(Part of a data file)
****************
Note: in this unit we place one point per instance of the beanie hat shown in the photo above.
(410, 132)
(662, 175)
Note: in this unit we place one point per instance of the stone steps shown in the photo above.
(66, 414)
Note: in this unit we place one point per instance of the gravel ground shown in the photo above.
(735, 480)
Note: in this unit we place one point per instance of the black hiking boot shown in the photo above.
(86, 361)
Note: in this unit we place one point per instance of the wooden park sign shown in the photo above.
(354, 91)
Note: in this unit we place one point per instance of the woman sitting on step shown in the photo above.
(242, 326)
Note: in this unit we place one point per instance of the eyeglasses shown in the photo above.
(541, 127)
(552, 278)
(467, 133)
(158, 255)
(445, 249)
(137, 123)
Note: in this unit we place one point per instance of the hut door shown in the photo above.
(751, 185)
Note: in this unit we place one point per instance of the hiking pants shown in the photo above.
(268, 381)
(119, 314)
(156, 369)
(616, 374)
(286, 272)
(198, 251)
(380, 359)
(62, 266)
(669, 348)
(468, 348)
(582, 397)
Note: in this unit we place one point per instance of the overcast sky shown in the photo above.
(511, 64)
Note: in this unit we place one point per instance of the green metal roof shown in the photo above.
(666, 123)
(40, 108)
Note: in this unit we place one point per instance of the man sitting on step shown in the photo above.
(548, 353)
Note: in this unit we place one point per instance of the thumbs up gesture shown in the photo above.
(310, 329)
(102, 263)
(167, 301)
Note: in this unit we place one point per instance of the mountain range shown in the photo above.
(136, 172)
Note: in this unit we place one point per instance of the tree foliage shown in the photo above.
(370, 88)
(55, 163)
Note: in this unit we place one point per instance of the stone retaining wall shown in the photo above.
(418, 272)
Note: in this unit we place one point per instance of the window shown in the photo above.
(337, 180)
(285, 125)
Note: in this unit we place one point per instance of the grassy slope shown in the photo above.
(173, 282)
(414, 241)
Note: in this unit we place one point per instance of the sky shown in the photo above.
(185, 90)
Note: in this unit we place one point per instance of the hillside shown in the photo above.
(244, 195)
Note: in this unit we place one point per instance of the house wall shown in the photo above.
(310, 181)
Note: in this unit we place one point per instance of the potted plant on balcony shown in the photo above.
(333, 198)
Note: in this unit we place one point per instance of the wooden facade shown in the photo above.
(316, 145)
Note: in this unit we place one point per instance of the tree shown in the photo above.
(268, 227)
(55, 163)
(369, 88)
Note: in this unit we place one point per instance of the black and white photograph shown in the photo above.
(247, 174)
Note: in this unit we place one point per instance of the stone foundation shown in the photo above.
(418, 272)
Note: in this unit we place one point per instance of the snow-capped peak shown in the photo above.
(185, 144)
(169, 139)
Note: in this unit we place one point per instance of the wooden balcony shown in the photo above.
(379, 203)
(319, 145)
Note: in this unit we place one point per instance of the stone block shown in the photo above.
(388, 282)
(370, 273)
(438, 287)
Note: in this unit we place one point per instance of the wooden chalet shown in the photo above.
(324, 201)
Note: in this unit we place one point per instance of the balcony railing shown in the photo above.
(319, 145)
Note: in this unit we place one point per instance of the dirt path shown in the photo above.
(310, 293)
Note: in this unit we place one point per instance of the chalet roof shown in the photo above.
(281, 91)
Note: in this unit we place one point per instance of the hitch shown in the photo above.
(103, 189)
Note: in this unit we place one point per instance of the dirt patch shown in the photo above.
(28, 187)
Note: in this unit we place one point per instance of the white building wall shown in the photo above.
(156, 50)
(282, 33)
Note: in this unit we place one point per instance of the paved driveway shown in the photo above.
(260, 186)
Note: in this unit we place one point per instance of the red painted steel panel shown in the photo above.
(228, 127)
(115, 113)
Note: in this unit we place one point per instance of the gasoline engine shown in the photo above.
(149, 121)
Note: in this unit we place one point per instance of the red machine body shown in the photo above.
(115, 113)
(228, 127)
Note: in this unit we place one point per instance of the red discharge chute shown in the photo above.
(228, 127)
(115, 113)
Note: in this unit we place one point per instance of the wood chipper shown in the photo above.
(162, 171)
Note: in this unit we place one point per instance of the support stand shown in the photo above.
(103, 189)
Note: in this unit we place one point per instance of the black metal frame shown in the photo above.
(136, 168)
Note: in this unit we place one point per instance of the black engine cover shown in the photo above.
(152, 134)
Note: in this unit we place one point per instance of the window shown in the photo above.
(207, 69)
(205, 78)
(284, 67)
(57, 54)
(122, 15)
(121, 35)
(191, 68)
****************
Give all of the material above as a two-column CSV with the header columns instruction and points. Make one row for each line beginning with "Note:", holding that line's text and the coordinates listed under it, with each field in double quotes and line breaks turned into spaces.

instruction,points
"Note: in this unit we place one point per instance of the beanie hat shown in the photo above.","(410, 132) (662, 175)"
"Note: in this unit we place one point per instance of the stone steps shown in the photo above.","(66, 414)"
"Note: in this unit we place one point per instance of the gravel ground shown in the photo above.","(735, 480)"
"Note: in this unit we place one point per instance of the black hiking boot shown in the photo above.","(86, 361)"
"Note: in this unit we place one point per instance of the wooden park sign shown in the photo above.","(354, 91)"
"Note: in this unit we place one point per instance of the woman sitting on step shown in the photo above.","(242, 326)"
"Note: in this unit we place one point per instance of the eyeglasses shown in the photo above.","(541, 127) (552, 278) (467, 133) (158, 255) (445, 249) (137, 123)"
"Note: in this unit we place one point per instance of the hut door shown in the photo above.","(751, 185)"
"Note: in this unit we place one point per instance of the hiking pants shown in the photo above.","(268, 381) (119, 314) (156, 369) (616, 374) (286, 272) (198, 251) (380, 359) (62, 266) (669, 348) (468, 348) (582, 397)"
"Note: in this unit we place one point per instance of the overcast sky shown in the photo above.","(511, 64)"
"Note: in this unit we place one point per instance of the green metal roof shown in the photo above.","(666, 123) (40, 108)"
"Note: in this unit we place one point per instance of the man sitting on step shown in the photo above.","(548, 353)"
"Note: in this unit we place one point per instance of the thumbs up gesture shown in the photo above.","(310, 329) (102, 263) (167, 301)"
"Note: in this unit we place one point per instance of the mountain range shown in the photo above.","(136, 172)"
"Note: in this unit we place one point per instance of the tree foliage shown in the photo above.","(370, 88) (55, 163)"
"Note: in this unit we place one point per instance of the stone retaining wall shown in the photo above.","(418, 272)"
"Note: in this unit we place one point per instance of the window shown in the photo above.","(337, 180) (285, 125)"
"Note: in this unit we place one point per instance of the grassy slope shown in the photo above.","(173, 282) (414, 241)"
"Note: in this unit we place one point per instance of the sky shown in the photo above.","(185, 90)"
"Note: in this unit we place one point per instance of the hillside shown in the photo above.","(244, 195)"
"Note: in this unit we place one point per instance of the house wall shown in the photo above.","(310, 181)"
"Note: in this unit we place one point per instance of the potted plant on balcony shown in the photo above.","(333, 198)"
"Note: in this unit we place one point per instance of the wooden facade shown in the photo above.","(316, 145)"
"Note: in this unit we place one point per instance of the tree shown in the photo above.","(268, 227) (55, 163) (369, 88)"
"Note: in this unit we place one point per instance of the black and white photograph shown in the photo above.","(247, 174)"
"Note: in this unit we place one point per instance of the stone foundation shown in the photo above.","(418, 272)"
"Note: in this unit we place one point per instance of the snow-capped peak shown in the photo above.","(185, 144) (169, 139)"
"Note: in this unit we place one point per instance of the wooden balcony shown in the photo above.","(379, 203) (319, 145)"
"Note: in this unit we place one point per instance of the stone block shown in the photo above.","(388, 282) (370, 273) (438, 287)"
"Note: in this unit we place one point per instance of the wooden chalet shown in the photo above.","(324, 201)"
"Note: in this unit we place one point per instance of the balcony railing shown in the photo above.","(319, 145)"
"Note: in this unit we place one point per instance of the dirt path shown in the photo above.","(310, 293)"
"Note: in this unit we place one point per instance of the chalet roof shown in the photo above.","(281, 91)"
"Note: in this unit we place one point per instance of the hitch shown in the photo above.","(103, 189)"
"Note: in this unit we place one point per instance of the dirt patch shown in the photo above.","(28, 187)"
"Note: in this unit we place one point per instance of the white building wall shown in the photo above.","(156, 50) (282, 33)"
"Note: in this unit we place one point per instance of the paved driveway shown in the photo above.","(260, 186)"
"Note: in this unit we place one point per instance of the red painted steel panel shown in the photo above.","(228, 127) (115, 113)"
"Note: in this unit we place one point per instance of the gasoline engine shown in the photo above.","(149, 121)"
"Note: in this unit we place one point per instance of the red machine body shown in the photo above.","(115, 113) (228, 127)"
"Note: in this unit we place one point per instance of the red discharge chute shown in the photo above.","(228, 127) (115, 113)"
"Note: in this unit we place one point per instance of the wood chipper shown in the photo above.","(162, 171)"
"Note: in this unit we place one point per instance of the support stand shown in the photo above.","(103, 189)"
"Note: in this unit we place one point per instance of the black metal frame shown in the photo above.","(136, 168)"
"Note: in this unit we place one point per instance of the black engine cover shown in the photo above.","(152, 134)"
"Note: in this unit we place one point per instance of the window shown in the photo above.","(207, 69) (205, 78) (284, 67) (57, 54) (122, 15) (121, 35) (191, 68)"